* DATA UNDER STUDY:
◇ ◇ ◇ ◇ ◇
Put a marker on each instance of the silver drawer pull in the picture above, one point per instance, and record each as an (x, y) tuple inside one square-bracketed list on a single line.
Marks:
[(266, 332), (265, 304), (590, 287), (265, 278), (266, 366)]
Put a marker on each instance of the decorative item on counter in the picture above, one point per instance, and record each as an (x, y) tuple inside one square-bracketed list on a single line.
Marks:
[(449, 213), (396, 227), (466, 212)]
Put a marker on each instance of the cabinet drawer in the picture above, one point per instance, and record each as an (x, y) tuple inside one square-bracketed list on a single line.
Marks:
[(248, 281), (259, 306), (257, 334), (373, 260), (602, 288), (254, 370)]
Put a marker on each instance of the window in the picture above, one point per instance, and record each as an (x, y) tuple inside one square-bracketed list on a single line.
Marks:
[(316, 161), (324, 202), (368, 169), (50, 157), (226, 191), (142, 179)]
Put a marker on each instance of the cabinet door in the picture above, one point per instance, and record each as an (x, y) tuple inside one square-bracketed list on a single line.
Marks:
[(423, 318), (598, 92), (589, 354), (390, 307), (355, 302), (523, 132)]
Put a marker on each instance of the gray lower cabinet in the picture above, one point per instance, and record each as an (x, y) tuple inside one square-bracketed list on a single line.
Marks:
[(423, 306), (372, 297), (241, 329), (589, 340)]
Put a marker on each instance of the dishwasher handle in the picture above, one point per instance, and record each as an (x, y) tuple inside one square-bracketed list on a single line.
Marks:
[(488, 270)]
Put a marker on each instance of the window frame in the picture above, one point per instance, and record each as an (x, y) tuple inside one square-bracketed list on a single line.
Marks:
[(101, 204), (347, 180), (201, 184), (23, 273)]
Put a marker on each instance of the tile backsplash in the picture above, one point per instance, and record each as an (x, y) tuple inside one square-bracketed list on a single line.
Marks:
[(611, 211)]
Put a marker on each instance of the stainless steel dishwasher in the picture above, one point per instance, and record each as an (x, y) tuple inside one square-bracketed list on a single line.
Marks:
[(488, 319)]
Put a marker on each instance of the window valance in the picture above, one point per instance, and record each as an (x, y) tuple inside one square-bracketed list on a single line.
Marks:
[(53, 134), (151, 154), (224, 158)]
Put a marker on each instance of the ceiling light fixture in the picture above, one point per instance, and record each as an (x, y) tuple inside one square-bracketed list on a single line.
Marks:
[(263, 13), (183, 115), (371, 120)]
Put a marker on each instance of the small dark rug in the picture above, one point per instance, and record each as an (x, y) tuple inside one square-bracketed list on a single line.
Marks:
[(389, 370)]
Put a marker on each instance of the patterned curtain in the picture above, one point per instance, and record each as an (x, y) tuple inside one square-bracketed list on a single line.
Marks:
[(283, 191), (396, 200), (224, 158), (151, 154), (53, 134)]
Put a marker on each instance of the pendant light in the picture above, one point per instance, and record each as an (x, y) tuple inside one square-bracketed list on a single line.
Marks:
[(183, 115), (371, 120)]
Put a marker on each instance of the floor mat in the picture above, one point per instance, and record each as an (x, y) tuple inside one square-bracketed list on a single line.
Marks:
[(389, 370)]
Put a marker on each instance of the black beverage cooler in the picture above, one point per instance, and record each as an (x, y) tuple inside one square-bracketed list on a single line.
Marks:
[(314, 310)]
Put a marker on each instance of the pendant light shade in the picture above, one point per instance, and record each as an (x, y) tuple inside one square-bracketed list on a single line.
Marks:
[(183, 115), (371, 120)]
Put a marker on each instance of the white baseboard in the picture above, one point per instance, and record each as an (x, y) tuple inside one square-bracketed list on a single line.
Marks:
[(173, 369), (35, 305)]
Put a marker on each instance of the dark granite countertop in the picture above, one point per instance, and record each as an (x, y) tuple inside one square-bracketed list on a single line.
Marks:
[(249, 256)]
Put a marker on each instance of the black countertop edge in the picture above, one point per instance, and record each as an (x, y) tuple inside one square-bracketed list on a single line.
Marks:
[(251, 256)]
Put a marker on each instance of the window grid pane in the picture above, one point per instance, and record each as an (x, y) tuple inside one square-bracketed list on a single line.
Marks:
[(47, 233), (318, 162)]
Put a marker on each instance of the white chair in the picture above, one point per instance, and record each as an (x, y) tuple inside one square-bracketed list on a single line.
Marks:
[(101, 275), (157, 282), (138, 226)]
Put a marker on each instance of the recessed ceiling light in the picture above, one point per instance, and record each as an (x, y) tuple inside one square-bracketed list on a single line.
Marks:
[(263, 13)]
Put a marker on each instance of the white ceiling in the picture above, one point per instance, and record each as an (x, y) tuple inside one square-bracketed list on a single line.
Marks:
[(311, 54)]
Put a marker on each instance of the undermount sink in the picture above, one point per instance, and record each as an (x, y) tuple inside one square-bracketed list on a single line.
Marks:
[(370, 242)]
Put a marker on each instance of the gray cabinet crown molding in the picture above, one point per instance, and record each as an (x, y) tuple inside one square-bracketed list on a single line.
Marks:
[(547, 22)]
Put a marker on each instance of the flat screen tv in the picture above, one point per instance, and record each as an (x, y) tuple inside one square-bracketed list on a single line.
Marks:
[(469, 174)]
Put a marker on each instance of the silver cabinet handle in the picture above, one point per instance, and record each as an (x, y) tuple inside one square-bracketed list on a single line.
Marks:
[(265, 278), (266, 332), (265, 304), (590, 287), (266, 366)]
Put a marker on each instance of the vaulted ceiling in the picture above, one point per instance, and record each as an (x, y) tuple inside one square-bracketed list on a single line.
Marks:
◇ ◇ ◇ ◇ ◇
* WHAT TO WORK ON: Could the data above be set down exactly, in full?

* RESPONSE TO THIS EXERCISE:
Put a marker on each instance of the silver drawer pull in the picture above, one point per instance, and record each as an (x, y) tuple inside one square-bracketed list on a single line.
Marks:
[(266, 332), (265, 304), (590, 287), (265, 278), (266, 366)]
Put a marker on each instance of the decorative item on counter in the picture above, one point per instance, and record each as an (x, y) tuple inside one square-bracketed list on a single line.
Marks:
[(449, 213), (396, 227), (466, 212)]
Put a marker on each instance of the cabinet drawer in the picture above, one point per instance, and record each as an (x, y) tuple inside one square-bracketed list on a single line.
Marks:
[(248, 281), (259, 306), (257, 334), (373, 260), (602, 288), (254, 370)]
Put a marker on each instance of the window in the picture above, one point per instance, and record each as an (x, y) tuple inside one square-bracketed list on a single line.
Marks:
[(316, 161), (324, 202), (368, 169), (50, 157), (226, 191), (142, 179)]
Put a marker on each instance of the cabinet door in the picture above, one point per instance, and record each as an (x, y) tuple inside one square-bracketed list on a single line.
Marks:
[(423, 318), (598, 92), (589, 354), (390, 307), (355, 302), (523, 132)]
Put a marker on each instance of the gray lower cabinet in the picture above, one point per instance, and record each as an (x, y) tuple inside one square-bracketed list on a single line.
Marks:
[(423, 306), (372, 297), (241, 329), (589, 340)]
Put a marker on each instance of the dishwasher handle in the picture above, one point per instance, and record each as an (x, y) tuple inside one square-bracketed list on a single line.
Marks:
[(488, 270)]
Put a marker on each instance of the window frame in the picture above, one point per instance, and record each as an (x, y) tuple inside one square-bracketed list on a single line.
Marks:
[(101, 204), (347, 180), (201, 184), (23, 273)]
Put a marker on each instance of the tile backsplash in the picture above, one point per instance, and record each as an (x, y) tuple inside one square-bracketed list on a single line.
Marks:
[(611, 211)]
Put a marker on each instance of the stainless steel dishwasher in the picture above, one point per instance, and record each as an (x, y) tuple inside one square-bracketed list on a single line.
Marks:
[(488, 319)]
Put a marker on each instance of the window valance in the picture above, one point per instance, and record each as an (x, y) tuple inside one square-bracketed list on a single line.
Marks:
[(53, 134), (151, 154), (224, 158)]
Put a marker on each instance of the ceiling light fixture in the picture above, one point per instance, and record each as an (x, y) tuple inside one square-bracketed list on a single line.
Marks:
[(263, 13), (183, 115), (371, 120)]
Put a marker on each instance of the small dark rug in the picture above, one point per instance, and record each as an (x, y) tuple inside one square-bracketed list on a single line.
Marks:
[(389, 370)]
Put a marker on each instance of the patterned curtain in the picture above, one point per instance, and record each as an (x, y) tuple inside one square-bracketed list on a single line.
Marks:
[(283, 191), (396, 200), (224, 158), (151, 154), (53, 134)]
Put a marker on each instance of the pendant light in the picture above, one point per instance, and record each as an (x, y) tuple inside one square-bracketed list on a single line.
Marks:
[(183, 115), (371, 120)]
Put a marker on each instance of the floor mat in the picture above, one point per instance, and record each as an (x, y) tuple inside one square-bracketed list on a single line.
Marks:
[(389, 370)]
Put a marker on each instance of the black beverage cooler in the picture above, one point per instance, and record each as an (x, y) tuple inside one square-bracketed list on a single line.
Marks:
[(314, 310)]
Put a marker on each instance of the pendant light shade in the picture above, one point per instance, and record each as an (x, y) tuple inside one square-bracketed list on a single line.
Marks:
[(183, 115), (371, 120)]
Put a marker on each instance of the white baseboard in the picture above, one point per instance, and record each as an (x, y) tuple inside one square-bracketed list on a single line.
Marks:
[(173, 369), (35, 305)]
Put a marker on each instance of the dark granite countertop in the picture above, one point per instance, and record each as an (x, y) tuple inside one square-bracketed list on a single line.
Marks:
[(249, 256)]
Put a marker on each instance of the black countertop edge in the picture above, one point per instance, and record each as an (x, y) tuple inside one square-bracketed list on a single line.
Marks:
[(251, 256)]
Put a marker on each instance of the window grid pane in the picture above, one point per instance, and record each as an (x, y) tuple inside one square-bracketed list on a single line.
Marks:
[(47, 233), (318, 162)]
Put a marker on each instance of the white chair in the picture above, one point per instance, and record each as an (x, y) tuple inside one square-bracketed list on a single line.
Marks:
[(101, 275), (157, 282), (138, 226)]
Put a marker on each instance of the recessed ceiling light in the picture above, one point per instance, and record each as an (x, y) tuple inside one square-bracketed list on a single line.
Marks:
[(263, 13)]
Put a marker on each instance of the white ceiling in the picture above, one point per instance, and record each as an (x, y) tuple inside one square-bracketed list on a single line.
Marks:
[(311, 54)]
Put a marker on each instance of the undermount sink in the picture above, one point per instance, and record each as an (x, y) tuple inside one square-bracketed list on a single line.
Marks:
[(370, 242)]
Put a marker on each instance of the gray cabinet crown molding in the picture above, one point per instance, and record each as an (x, y) tuple inside one square-bracketed list on a single line.
Marks:
[(547, 22)]
Put a marker on each instance of the flat screen tv in the picture above, one point per instance, and record each as an (x, y) tuple inside one square-bracketed list on a single line.
Marks:
[(469, 174)]
Put a marker on each instance of the silver cabinet handle in the picture above, one point per instance, and record each as an (x, y) tuple inside one square-bracketed list on a single line.
Marks:
[(265, 278), (266, 332), (265, 304), (590, 287), (266, 366)]
Put a marker on each instance of the vaulted ceiling in the picture above, one point per instance, and record each as an (x, y) tuple inside one square-bracketed list on a single line.
Marks:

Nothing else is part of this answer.